__Source material__
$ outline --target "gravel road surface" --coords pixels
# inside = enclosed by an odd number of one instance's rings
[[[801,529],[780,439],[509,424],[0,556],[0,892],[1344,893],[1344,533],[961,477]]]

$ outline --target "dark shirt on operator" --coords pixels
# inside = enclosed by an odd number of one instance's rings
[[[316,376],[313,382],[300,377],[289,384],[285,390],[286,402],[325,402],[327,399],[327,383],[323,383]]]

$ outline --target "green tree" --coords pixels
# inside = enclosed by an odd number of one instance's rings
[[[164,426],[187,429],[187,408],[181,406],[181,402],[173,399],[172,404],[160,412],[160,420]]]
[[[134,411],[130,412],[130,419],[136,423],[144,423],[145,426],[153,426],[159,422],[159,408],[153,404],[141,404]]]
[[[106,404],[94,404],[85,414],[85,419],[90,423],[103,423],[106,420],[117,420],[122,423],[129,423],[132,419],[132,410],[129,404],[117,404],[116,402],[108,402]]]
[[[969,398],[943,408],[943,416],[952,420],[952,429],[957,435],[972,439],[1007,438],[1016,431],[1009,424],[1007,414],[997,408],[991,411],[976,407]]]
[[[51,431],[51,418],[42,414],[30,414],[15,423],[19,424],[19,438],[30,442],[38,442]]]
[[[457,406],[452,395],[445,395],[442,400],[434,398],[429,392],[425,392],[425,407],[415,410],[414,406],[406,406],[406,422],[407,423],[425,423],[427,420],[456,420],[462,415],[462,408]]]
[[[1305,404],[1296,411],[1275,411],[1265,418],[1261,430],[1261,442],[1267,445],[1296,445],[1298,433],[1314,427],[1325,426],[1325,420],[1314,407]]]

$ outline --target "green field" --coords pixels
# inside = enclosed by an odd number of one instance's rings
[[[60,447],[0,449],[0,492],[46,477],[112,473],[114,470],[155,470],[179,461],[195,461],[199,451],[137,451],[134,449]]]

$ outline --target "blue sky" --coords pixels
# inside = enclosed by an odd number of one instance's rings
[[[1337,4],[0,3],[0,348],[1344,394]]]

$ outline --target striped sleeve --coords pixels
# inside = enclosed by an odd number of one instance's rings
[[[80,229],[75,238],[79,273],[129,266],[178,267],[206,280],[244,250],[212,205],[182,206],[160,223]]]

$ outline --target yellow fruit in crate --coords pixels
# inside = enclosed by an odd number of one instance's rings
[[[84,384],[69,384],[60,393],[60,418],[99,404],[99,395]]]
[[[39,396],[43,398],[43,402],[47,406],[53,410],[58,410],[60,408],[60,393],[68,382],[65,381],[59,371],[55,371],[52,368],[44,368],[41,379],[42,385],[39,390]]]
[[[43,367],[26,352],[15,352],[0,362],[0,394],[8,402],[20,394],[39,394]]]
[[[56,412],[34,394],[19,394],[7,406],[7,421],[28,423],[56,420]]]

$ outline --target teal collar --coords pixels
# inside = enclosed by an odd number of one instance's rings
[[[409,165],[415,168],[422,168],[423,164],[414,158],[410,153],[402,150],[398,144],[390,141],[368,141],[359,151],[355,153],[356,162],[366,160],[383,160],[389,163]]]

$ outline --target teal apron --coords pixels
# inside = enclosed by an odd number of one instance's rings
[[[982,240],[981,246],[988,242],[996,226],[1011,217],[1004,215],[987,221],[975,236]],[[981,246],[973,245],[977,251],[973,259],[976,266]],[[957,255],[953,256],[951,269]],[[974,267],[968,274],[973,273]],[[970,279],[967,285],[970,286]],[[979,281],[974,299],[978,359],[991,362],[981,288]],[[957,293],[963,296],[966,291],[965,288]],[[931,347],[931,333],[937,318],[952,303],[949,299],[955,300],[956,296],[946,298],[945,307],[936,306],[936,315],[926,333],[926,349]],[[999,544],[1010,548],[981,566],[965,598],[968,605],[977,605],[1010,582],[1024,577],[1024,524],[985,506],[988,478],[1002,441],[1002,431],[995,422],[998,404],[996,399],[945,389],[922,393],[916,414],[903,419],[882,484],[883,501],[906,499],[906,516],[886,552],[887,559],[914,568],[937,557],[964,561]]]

__What the task requires__
Can you output every line of the items above as a Markdown table with the columns Row and Line, numbering each row and leaving out blank lines?

__Exercise result__
| Row | Line |
|---|---|
| 1 | $ outline --target "gravel road surface" --coords pixels |
| 2 | # inside = enclosed by an odd number of one instance's rings |
| 3 | [[[801,529],[780,439],[509,424],[0,556],[0,892],[1344,893],[1344,533],[961,477]]] |
| 4 | $ outline --target "dark shirt on operator" --coords pixels |
| 5 | # inside = enclosed by an odd number of one instance's rings |
| 6 | [[[316,376],[313,382],[300,377],[289,384],[285,390],[286,402],[325,402],[327,399],[327,383],[323,383]]] |
| 7 | $ outline --target "green tree" --coords pixels |
| 8 | # inside = enclosed by an odd number of one instance's rings |
| 9 | [[[164,426],[187,429],[187,408],[181,406],[181,402],[173,399],[172,404],[160,412],[160,420]]] |
| 10 | [[[134,411],[130,412],[130,419],[136,423],[144,423],[145,426],[153,426],[159,422],[159,408],[153,404],[141,404]]] |
| 11 | [[[106,404],[94,404],[85,414],[85,419],[90,423],[103,423],[106,420],[117,420],[122,423],[129,423],[132,419],[132,410],[129,404],[117,404],[116,402],[108,402]]] |
| 12 | [[[969,398],[943,408],[943,416],[952,420],[952,429],[957,435],[972,439],[1007,438],[1016,431],[1009,424],[1007,414],[997,408],[991,411],[976,407]]] |
| 13 | [[[51,431],[51,418],[42,414],[30,414],[15,423],[19,424],[19,438],[30,442],[38,442]]] |
| 14 | [[[457,406],[452,395],[445,395],[442,400],[434,398],[429,392],[425,392],[425,407],[415,410],[414,406],[406,406],[406,422],[407,423],[425,423],[427,420],[456,420],[462,415],[462,408]]] |
| 15 | [[[1305,404],[1296,411],[1275,411],[1265,418],[1261,430],[1261,442],[1267,445],[1296,445],[1298,433],[1314,427],[1325,426],[1325,420],[1314,407]]] |
| 16 | $ outline --target "green field" --coords pixels |
| 17 | # inside = enclosed by an odd number of one instance's rings |
| 18 | [[[60,447],[0,449],[0,492],[46,477],[112,473],[114,470],[155,470],[179,461],[195,461],[199,451],[137,451],[134,449]]] |
| 19 | $ outline --target "blue sky" --coords pixels |
| 20 | # inside = enclosed by an odd number of one instance's rings |
| 21 | [[[1337,4],[0,3],[0,348],[1344,394]]] |
| 22 | $ outline --target striped sleeve --coords pixels |
| 23 | # inside = enclosed by an odd number of one instance's rings |
| 24 | [[[80,229],[75,238],[79,273],[129,266],[178,267],[206,280],[244,250],[212,205],[182,206],[160,223]]] |
| 25 | $ outline --target yellow fruit in crate --coords pixels |
| 26 | # inside = enclosed by an odd number of one instance's rings |
| 27 | [[[84,384],[69,384],[60,393],[60,418],[99,404],[99,395]]] |
| 28 | [[[39,396],[43,398],[43,402],[47,406],[53,410],[58,410],[60,408],[60,393],[68,382],[65,381],[59,371],[55,371],[52,368],[44,368],[41,379],[42,385],[39,390]]] |
| 29 | [[[43,367],[26,352],[15,352],[0,362],[0,394],[8,402],[20,394],[39,394]]] |
| 30 | [[[56,412],[34,394],[19,394],[7,406],[7,421],[28,423],[56,420]]] |
| 31 | $ outline --target teal collar --coords pixels |
| 32 | # inside = enclosed by an odd number of one instance's rings |
| 33 | [[[409,165],[415,168],[422,168],[423,164],[414,158],[410,153],[402,150],[398,144],[390,141],[368,141],[359,151],[355,153],[356,162],[366,160],[383,160],[389,163]]] |
| 34 | $ outline --target teal apron --coords pixels |
| 35 | # inside = enclosed by an odd number of one instance's rings |
| 36 | [[[982,240],[981,246],[988,242],[996,226],[1011,217],[1004,215],[987,221],[975,236]],[[981,246],[973,245],[977,251],[973,259],[976,266]],[[957,255],[953,256],[951,269]],[[974,267],[968,274],[973,273]],[[970,279],[967,285],[970,286]],[[979,281],[974,299],[978,359],[991,362],[981,288]],[[957,293],[963,296],[966,291],[965,288]],[[931,347],[931,333],[937,318],[952,303],[949,299],[955,300],[956,296],[946,298],[945,307],[936,306],[936,315],[926,333],[926,349]],[[999,544],[1010,548],[981,566],[965,598],[968,605],[977,605],[1010,582],[1024,577],[1024,524],[985,506],[988,478],[1002,441],[1002,431],[995,422],[998,404],[996,399],[945,389],[922,393],[916,414],[903,419],[882,484],[883,501],[906,499],[906,516],[886,552],[887,559],[914,568],[937,557],[964,561]]] |